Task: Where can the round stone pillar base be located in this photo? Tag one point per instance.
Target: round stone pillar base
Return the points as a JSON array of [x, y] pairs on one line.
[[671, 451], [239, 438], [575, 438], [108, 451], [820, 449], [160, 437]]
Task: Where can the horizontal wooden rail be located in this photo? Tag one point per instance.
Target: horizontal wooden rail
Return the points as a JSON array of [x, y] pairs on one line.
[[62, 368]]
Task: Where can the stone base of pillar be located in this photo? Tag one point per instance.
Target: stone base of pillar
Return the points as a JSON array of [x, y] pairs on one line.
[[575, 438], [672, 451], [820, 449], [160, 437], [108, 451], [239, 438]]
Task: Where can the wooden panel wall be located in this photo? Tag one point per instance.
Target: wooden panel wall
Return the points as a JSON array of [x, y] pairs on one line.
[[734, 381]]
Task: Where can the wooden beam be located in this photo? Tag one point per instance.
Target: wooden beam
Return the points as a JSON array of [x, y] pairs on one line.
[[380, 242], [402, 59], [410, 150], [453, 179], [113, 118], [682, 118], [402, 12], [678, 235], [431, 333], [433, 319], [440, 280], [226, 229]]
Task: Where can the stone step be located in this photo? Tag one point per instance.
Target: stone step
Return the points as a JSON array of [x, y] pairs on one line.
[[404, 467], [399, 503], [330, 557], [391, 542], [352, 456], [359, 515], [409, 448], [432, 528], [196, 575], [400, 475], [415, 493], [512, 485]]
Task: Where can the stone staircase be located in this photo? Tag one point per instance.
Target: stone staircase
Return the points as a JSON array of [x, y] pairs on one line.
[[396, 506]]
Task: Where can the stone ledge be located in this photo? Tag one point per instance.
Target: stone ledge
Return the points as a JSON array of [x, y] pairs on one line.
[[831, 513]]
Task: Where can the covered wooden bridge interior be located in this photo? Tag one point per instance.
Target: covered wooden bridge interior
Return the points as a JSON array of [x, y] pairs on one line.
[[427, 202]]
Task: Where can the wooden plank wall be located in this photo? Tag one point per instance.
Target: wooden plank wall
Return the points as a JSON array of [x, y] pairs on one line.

+++

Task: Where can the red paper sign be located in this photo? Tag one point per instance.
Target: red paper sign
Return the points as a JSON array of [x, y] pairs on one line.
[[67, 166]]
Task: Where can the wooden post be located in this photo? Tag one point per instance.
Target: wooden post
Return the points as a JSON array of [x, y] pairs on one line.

+++

- **Travail demandé**: Recopiez intégralement les lignes en commençant par celle qui contient « Task: Where can the horizontal » et en terminant par celle qui contient « [[734, 381]] ». Mettez à l'échelle chaque coordonnée de point des réponses en la multipliant par 2,4, puis arrondissez à l'entier le plus proche, les demis vers le haut.

- **Résultat obtenu**:
Task: Where can the horizontal wooden rail be located in this photo? Tag one point per instance.
Target: horizontal wooden rail
Return the points as a JSON array of [x, y] pairs on one line.
[[149, 883]]
Task: Where can the stone base of pillar be located in this photo? Tag one point per instance.
Target: stone base of pillar
Return the points as a JSON array of [x, y] pairs on one line.
[[1380, 1051], [1613, 1082], [1968, 1078], [384, 1049], [259, 1082], [574, 1051]]
Task: Where can the wooden panel wall be located in this photo? Tag one point per instance.
Target: wooden panel wall
Return the points as a JSON array of [x, y] pairs on one line.
[[1762, 914]]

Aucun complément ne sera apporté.